→ **Fragmento del documento**:

§

La meditación de hoy estará basada en dos textos que se encuentran en el pentateuco, en el libro de Deuteronomio:
Dt 26:7 “7 Y clamamos a Jehová el Dios de nuestros padres; y Jehová oyó nuestra voz, y vio nuestra aflicción, nuestro trabajo y nuestra opresión“
Dt 26:18-19 “18 Y Jehová ha declarado hoy que tú eres pueblo suyo, de su exclusiva posesión, como te lo ha prometido, para que guardes todos sus mandamientos; 19 a fin de exaltarte sobre todas las naciones que hizo, para loor y fama y gloria, y para que seas un pueblo santo a Jehová tu Dios, como él ha dicho“
El pueblo de Israel pasó por muchas dificultades en su estancia en Egipto. Lo que comenzó como un reencuentro familiar entre José y su familia, terminó con la esclavitud de todos sus descendientes.
Pero el grito desgarrador del pueblo no quedó sin respuesta. Cumplido el tiempo, Dios se dispuso a intervenir. Lo que parecía imposible para los hombres no lo era para Dios, y con grandes señales y milagros sacó a su pueblo.
Un pueblo que sufría en tres aspectos cuando estaba en Egipto: aflicción (hebreo oní = miseria), trabajo (hebreo amál = esfuerzo agotador) y opresión (hebreo lákjats = aflicción).
Así como los israelitas, también éramos nosotros, los hijos de Dios, cuando estábamos en el mundo. Vivíamos en la miseria y la ruina que produce el pecado. Todos nuestros esfuerzos por servir y agradar a Dios eran en vano, solo servíamos a este mundo sin aspirar a nada más. Y, en último lugar, vivíamos bajo la aflicción que trae ser esclavos de satanás, el mundo y la carne.
Pero del mismo modo que Israel fue liberado con mano poderosa, nosotros también lo fuimos con el sacrificio de Jesucristo en la cruz. Un milagro que barrió con el poder del pecado sobre nuestra vida y nos llevó a una libertad nunca conocida por nosotros. Libertad a través del arrepentimiento y de creer en el nombre de Jesús.

§

(Datos recopilados)

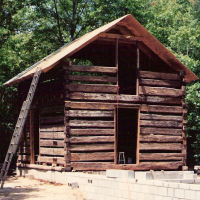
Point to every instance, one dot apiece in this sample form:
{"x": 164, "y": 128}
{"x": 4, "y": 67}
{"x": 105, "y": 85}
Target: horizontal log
{"x": 97, "y": 69}
{"x": 52, "y": 119}
{"x": 92, "y": 147}
{"x": 102, "y": 79}
{"x": 160, "y": 138}
{"x": 52, "y": 135}
{"x": 160, "y": 131}
{"x": 160, "y": 91}
{"x": 92, "y": 139}
{"x": 92, "y": 156}
{"x": 161, "y": 156}
{"x": 100, "y": 166}
{"x": 91, "y": 132}
{"x": 161, "y": 117}
{"x": 89, "y": 105}
{"x": 51, "y": 143}
{"x": 41, "y": 167}
{"x": 160, "y": 100}
{"x": 160, "y": 83}
{"x": 93, "y": 88}
{"x": 87, "y": 113}
{"x": 87, "y": 123}
{"x": 52, "y": 151}
{"x": 159, "y": 75}
{"x": 104, "y": 97}
{"x": 161, "y": 109}
{"x": 51, "y": 127}
{"x": 161, "y": 146}
{"x": 52, "y": 109}
{"x": 57, "y": 160}
{"x": 167, "y": 124}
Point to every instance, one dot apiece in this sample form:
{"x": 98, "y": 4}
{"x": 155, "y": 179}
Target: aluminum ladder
{"x": 19, "y": 127}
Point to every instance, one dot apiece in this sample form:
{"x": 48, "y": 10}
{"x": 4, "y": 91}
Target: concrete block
{"x": 157, "y": 197}
{"x": 167, "y": 198}
{"x": 170, "y": 192}
{"x": 149, "y": 196}
{"x": 114, "y": 184}
{"x": 153, "y": 189}
{"x": 174, "y": 185}
{"x": 162, "y": 191}
{"x": 184, "y": 186}
{"x": 179, "y": 193}
{"x": 190, "y": 194}
{"x": 136, "y": 187}
{"x": 194, "y": 187}
{"x": 144, "y": 188}
{"x": 140, "y": 196}
{"x": 143, "y": 175}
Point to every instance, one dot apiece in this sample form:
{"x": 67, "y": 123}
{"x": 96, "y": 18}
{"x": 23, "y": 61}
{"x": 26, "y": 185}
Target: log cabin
{"x": 123, "y": 108}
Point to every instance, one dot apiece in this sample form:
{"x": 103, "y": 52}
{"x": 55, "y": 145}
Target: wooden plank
{"x": 100, "y": 166}
{"x": 89, "y": 105}
{"x": 87, "y": 123}
{"x": 92, "y": 156}
{"x": 161, "y": 146}
{"x": 52, "y": 151}
{"x": 52, "y": 135}
{"x": 57, "y": 160}
{"x": 160, "y": 100}
{"x": 160, "y": 91}
{"x": 160, "y": 83}
{"x": 160, "y": 131}
{"x": 161, "y": 109}
{"x": 52, "y": 143}
{"x": 82, "y": 68}
{"x": 92, "y": 147}
{"x": 52, "y": 109}
{"x": 159, "y": 75}
{"x": 160, "y": 138}
{"x": 87, "y": 113}
{"x": 51, "y": 127}
{"x": 167, "y": 124}
{"x": 161, "y": 117}
{"x": 101, "y": 79}
{"x": 52, "y": 119}
{"x": 104, "y": 97}
{"x": 92, "y": 139}
{"x": 91, "y": 132}
{"x": 93, "y": 88}
{"x": 161, "y": 156}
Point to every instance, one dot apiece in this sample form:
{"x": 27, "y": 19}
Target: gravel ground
{"x": 20, "y": 188}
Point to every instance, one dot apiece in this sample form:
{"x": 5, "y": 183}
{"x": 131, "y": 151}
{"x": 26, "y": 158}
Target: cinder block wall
{"x": 122, "y": 185}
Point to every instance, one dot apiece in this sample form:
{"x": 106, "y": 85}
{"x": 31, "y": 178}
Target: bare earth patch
{"x": 19, "y": 188}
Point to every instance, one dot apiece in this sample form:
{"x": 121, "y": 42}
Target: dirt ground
{"x": 20, "y": 188}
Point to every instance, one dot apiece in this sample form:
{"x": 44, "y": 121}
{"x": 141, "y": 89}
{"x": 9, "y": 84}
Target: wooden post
{"x": 116, "y": 111}
{"x": 138, "y": 69}
{"x": 183, "y": 88}
{"x": 32, "y": 149}
{"x": 66, "y": 118}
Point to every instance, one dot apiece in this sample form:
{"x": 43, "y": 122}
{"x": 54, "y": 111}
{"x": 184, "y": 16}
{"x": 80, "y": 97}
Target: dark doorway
{"x": 127, "y": 135}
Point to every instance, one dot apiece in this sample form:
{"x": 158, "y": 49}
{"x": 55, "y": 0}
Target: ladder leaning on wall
{"x": 19, "y": 127}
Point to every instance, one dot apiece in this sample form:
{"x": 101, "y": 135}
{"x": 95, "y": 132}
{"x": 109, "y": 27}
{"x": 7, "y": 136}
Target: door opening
{"x": 127, "y": 135}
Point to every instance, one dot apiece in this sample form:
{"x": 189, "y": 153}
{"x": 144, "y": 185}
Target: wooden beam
{"x": 158, "y": 91}
{"x": 92, "y": 156}
{"x": 91, "y": 139}
{"x": 97, "y": 69}
{"x": 160, "y": 138}
{"x": 100, "y": 166}
{"x": 161, "y": 146}
{"x": 160, "y": 131}
{"x": 159, "y": 75}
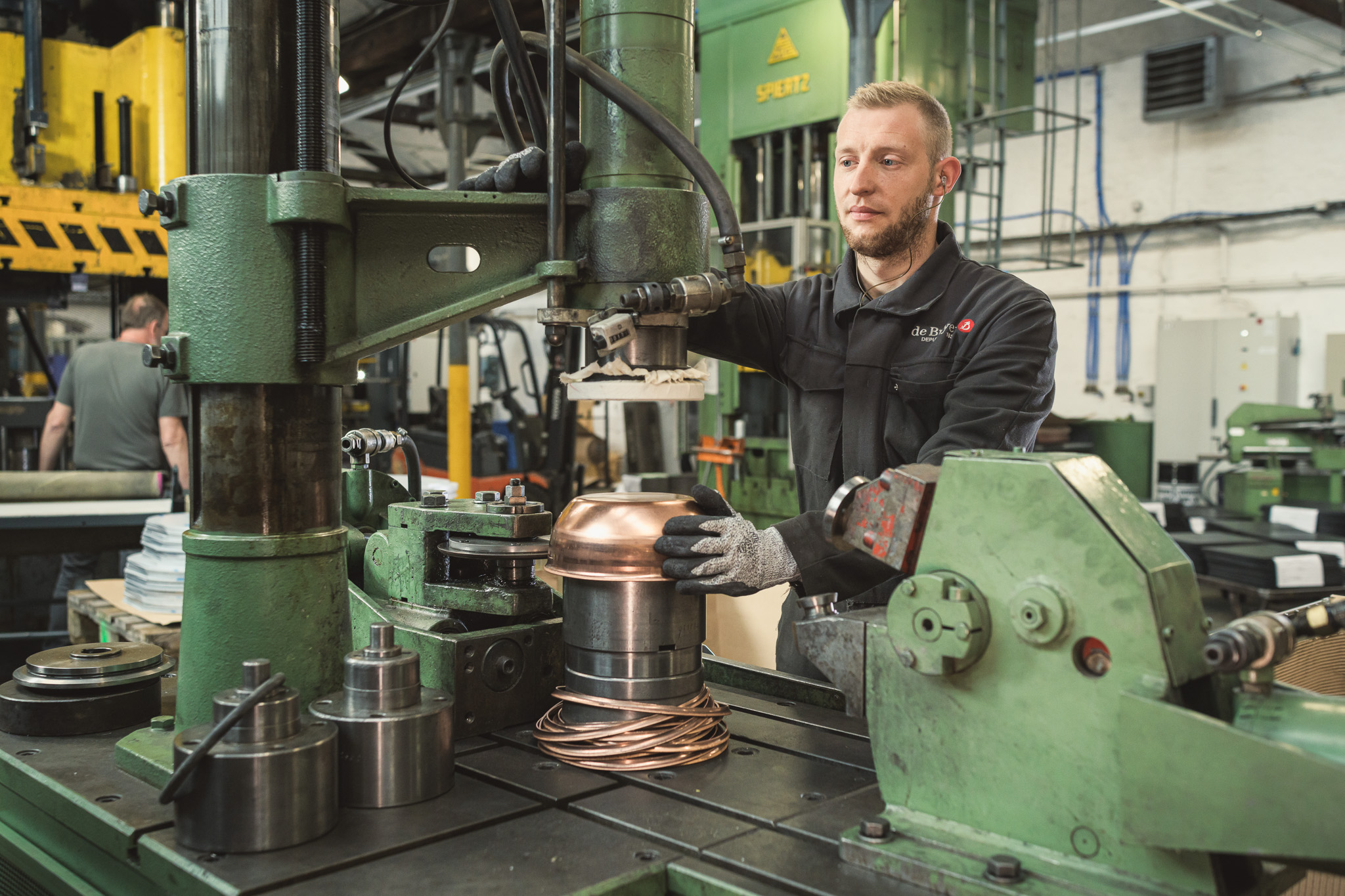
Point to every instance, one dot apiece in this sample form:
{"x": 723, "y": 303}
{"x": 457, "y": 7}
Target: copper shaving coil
{"x": 681, "y": 735}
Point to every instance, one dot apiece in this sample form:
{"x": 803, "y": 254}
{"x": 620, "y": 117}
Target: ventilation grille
{"x": 14, "y": 882}
{"x": 1183, "y": 81}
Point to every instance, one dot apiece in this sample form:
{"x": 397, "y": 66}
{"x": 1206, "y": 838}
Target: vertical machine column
{"x": 646, "y": 222}
{"x": 265, "y": 553}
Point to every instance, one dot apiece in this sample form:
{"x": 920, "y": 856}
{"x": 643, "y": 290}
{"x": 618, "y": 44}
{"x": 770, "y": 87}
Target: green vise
{"x": 1043, "y": 712}
{"x": 455, "y": 576}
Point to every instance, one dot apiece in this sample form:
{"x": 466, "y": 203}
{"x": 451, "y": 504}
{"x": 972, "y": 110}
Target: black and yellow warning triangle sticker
{"x": 783, "y": 49}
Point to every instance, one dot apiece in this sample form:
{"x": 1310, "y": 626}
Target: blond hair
{"x": 889, "y": 95}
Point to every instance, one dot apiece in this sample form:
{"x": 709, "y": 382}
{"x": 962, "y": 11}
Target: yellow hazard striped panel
{"x": 78, "y": 232}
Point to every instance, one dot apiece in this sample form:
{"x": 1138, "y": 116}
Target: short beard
{"x": 902, "y": 237}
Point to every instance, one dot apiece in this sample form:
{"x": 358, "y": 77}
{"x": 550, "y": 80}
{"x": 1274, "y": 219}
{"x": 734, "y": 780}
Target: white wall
{"x": 1247, "y": 159}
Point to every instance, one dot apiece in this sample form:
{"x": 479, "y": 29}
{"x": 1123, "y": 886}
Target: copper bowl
{"x": 611, "y": 536}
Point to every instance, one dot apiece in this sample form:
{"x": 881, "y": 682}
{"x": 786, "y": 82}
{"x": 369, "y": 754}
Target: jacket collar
{"x": 921, "y": 291}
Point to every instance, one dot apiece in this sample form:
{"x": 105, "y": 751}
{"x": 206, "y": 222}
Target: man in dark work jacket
{"x": 906, "y": 352}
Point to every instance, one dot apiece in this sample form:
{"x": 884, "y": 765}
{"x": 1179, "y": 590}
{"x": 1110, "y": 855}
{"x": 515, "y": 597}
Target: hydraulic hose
{"x": 523, "y": 74}
{"x": 686, "y": 152}
{"x": 413, "y": 471}
{"x": 503, "y": 101}
{"x": 195, "y": 757}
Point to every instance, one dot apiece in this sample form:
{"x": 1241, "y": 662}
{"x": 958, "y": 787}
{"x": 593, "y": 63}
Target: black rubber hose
{"x": 397, "y": 92}
{"x": 640, "y": 109}
{"x": 311, "y": 133}
{"x": 195, "y": 757}
{"x": 523, "y": 74}
{"x": 413, "y": 471}
{"x": 503, "y": 101}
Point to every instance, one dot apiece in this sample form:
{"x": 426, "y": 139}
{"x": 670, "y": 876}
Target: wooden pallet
{"x": 89, "y": 616}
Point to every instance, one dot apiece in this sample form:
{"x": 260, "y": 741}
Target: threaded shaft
{"x": 311, "y": 293}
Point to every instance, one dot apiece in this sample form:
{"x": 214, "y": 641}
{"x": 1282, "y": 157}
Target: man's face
{"x": 884, "y": 181}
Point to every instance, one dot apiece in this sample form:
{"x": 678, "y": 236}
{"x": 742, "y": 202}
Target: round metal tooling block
{"x": 32, "y": 712}
{"x": 96, "y": 666}
{"x": 255, "y": 797}
{"x": 496, "y": 548}
{"x": 609, "y": 538}
{"x": 396, "y": 736}
{"x": 631, "y": 641}
{"x": 391, "y": 757}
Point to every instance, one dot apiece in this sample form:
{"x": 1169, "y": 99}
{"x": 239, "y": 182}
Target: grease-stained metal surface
{"x": 514, "y": 821}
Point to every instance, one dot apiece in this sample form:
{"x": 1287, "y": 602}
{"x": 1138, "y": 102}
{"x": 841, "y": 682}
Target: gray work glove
{"x": 721, "y": 553}
{"x": 525, "y": 172}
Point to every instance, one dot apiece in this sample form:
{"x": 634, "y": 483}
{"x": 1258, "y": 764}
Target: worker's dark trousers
{"x": 74, "y": 570}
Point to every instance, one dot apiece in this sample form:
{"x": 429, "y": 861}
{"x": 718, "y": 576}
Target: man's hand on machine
{"x": 721, "y": 553}
{"x": 525, "y": 172}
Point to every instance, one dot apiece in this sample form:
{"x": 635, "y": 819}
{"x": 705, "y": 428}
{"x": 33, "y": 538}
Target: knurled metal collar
{"x": 96, "y": 666}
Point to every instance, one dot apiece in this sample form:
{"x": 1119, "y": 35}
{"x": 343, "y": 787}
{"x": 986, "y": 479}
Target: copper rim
{"x": 609, "y": 538}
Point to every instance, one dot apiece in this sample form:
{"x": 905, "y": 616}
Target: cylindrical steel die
{"x": 632, "y": 641}
{"x": 391, "y": 757}
{"x": 268, "y": 785}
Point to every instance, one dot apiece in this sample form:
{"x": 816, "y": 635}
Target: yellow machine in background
{"x": 73, "y": 218}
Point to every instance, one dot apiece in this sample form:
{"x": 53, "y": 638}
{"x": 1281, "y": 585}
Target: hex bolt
{"x": 256, "y": 672}
{"x": 875, "y": 829}
{"x": 1003, "y": 870}
{"x": 159, "y": 356}
{"x": 152, "y": 202}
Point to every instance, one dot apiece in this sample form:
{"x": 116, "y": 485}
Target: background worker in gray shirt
{"x": 129, "y": 418}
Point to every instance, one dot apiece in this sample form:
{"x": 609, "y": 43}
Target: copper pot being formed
{"x": 609, "y": 538}
{"x": 628, "y": 634}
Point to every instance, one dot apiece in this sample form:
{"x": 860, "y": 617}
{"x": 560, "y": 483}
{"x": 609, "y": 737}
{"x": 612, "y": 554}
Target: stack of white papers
{"x": 154, "y": 575}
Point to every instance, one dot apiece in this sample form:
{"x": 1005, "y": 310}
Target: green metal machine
{"x": 1042, "y": 691}
{"x": 1298, "y": 450}
{"x": 1042, "y": 712}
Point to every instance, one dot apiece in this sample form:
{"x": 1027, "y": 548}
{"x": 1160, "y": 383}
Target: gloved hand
{"x": 525, "y": 172}
{"x": 722, "y": 553}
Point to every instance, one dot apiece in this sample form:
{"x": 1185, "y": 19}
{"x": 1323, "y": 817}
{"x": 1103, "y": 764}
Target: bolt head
{"x": 1032, "y": 614}
{"x": 875, "y": 829}
{"x": 1003, "y": 868}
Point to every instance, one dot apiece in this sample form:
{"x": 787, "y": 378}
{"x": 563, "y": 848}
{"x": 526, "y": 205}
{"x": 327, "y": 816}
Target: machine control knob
{"x": 159, "y": 356}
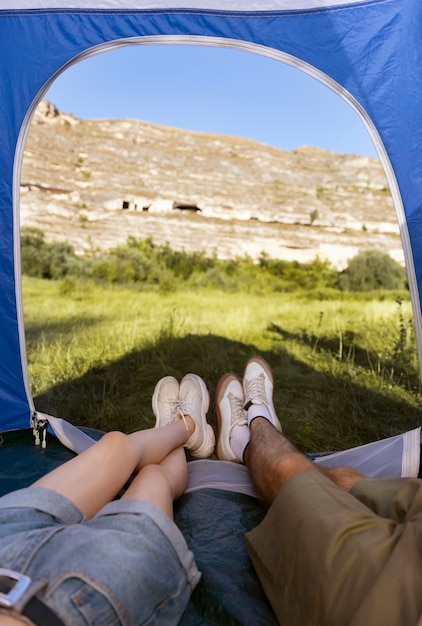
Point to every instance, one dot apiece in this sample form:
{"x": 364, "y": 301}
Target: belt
{"x": 12, "y": 589}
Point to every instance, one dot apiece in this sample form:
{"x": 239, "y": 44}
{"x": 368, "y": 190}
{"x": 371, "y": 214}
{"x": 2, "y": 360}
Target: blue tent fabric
{"x": 367, "y": 51}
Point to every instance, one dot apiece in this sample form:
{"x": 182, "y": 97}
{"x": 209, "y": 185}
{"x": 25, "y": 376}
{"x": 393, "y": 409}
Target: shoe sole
{"x": 156, "y": 393}
{"x": 265, "y": 366}
{"x": 204, "y": 452}
{"x": 223, "y": 453}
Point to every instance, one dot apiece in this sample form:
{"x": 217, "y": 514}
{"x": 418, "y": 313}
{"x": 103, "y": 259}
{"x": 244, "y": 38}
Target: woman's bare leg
{"x": 161, "y": 484}
{"x": 93, "y": 478}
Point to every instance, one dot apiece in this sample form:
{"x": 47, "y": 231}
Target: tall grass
{"x": 345, "y": 368}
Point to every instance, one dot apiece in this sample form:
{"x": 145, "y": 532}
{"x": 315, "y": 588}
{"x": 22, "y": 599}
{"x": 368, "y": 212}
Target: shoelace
{"x": 238, "y": 417}
{"x": 255, "y": 390}
{"x": 181, "y": 407}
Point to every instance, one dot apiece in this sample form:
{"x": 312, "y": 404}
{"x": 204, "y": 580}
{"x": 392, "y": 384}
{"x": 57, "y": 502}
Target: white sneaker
{"x": 194, "y": 401}
{"x": 258, "y": 388}
{"x": 230, "y": 413}
{"x": 165, "y": 401}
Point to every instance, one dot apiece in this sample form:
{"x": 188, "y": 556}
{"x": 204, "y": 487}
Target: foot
{"x": 194, "y": 401}
{"x": 230, "y": 414}
{"x": 165, "y": 401}
{"x": 258, "y": 391}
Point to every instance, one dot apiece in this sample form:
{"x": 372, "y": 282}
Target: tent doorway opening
{"x": 178, "y": 188}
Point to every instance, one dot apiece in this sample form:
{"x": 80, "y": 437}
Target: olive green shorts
{"x": 330, "y": 558}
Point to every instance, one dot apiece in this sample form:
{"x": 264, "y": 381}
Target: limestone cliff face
{"x": 95, "y": 182}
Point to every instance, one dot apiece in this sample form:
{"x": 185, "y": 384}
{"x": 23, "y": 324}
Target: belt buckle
{"x": 21, "y": 584}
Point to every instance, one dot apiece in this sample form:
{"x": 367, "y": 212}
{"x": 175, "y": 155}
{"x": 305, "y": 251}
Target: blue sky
{"x": 216, "y": 90}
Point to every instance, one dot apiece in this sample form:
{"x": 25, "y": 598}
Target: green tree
{"x": 371, "y": 270}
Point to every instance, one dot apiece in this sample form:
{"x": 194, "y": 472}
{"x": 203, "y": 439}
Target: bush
{"x": 371, "y": 270}
{"x": 47, "y": 260}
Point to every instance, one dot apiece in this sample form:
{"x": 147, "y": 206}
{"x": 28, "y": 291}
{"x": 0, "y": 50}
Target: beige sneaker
{"x": 230, "y": 413}
{"x": 194, "y": 401}
{"x": 258, "y": 388}
{"x": 165, "y": 401}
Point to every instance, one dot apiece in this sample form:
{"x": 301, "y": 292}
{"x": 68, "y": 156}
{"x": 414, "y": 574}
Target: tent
{"x": 367, "y": 51}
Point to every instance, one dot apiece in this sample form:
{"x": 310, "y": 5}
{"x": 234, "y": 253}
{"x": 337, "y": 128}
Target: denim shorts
{"x": 128, "y": 565}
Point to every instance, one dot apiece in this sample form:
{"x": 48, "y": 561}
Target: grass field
{"x": 345, "y": 369}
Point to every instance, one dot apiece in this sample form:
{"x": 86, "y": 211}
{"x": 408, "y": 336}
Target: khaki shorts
{"x": 329, "y": 558}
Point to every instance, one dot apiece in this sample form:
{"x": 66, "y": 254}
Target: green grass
{"x": 345, "y": 368}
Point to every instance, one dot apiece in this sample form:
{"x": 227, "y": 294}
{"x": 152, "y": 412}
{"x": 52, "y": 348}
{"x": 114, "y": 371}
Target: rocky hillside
{"x": 95, "y": 182}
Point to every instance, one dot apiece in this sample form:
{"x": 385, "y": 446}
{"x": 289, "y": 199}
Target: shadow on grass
{"x": 351, "y": 353}
{"x": 318, "y": 411}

§

→ **Tareas pendientes**:
[1] Enumera, por favor, todas las palabras hebreas que aparecen en la meditación sobre Deuteronomio.
[2] Escribe una continuación de la meditación sobre Deuteronomio a partir de su última frase.
Este material no interviene para nada aquí.

→ **Las respuestas**:
[1] oní, amál, lákjats

[2]
Una salvación que Dios había prometido a Abraham que se cumpliría en su simiente. Una salvación que nos libra de la condenación y nos santifica, es decir, nos aparta del pecado y nos une a la familia de Dios, a su pueblo.
Para Israel la salvación de la esclavitud en Egipto se manifestaba en tres aspectos: loor (hebreo tejilá = elogio), fama (hebreo shem = posición de honor) y gloria (hebreo tifará = brillo).
Israel pasó de la miseria al brillo entre las naciones, del esfuerzo agotador a una posición de honor y de la opresión por una nación a los elogios de las naciones. De manera similar, nosotros pasamos de una situación de miseria en el pecado a tener brillo y una luz que mostrar al mundo. Dios cambió nuestro esfuerzo agotador e infructuoso por una posición de honor donde somos hijos del rey de reyes y le servimos. Y, en último lugar, la opresión por ser esclavos de satanás, el mundo y la carne desapareció y se convirtió en elogios de aquellos que ven nuestra vida transformada.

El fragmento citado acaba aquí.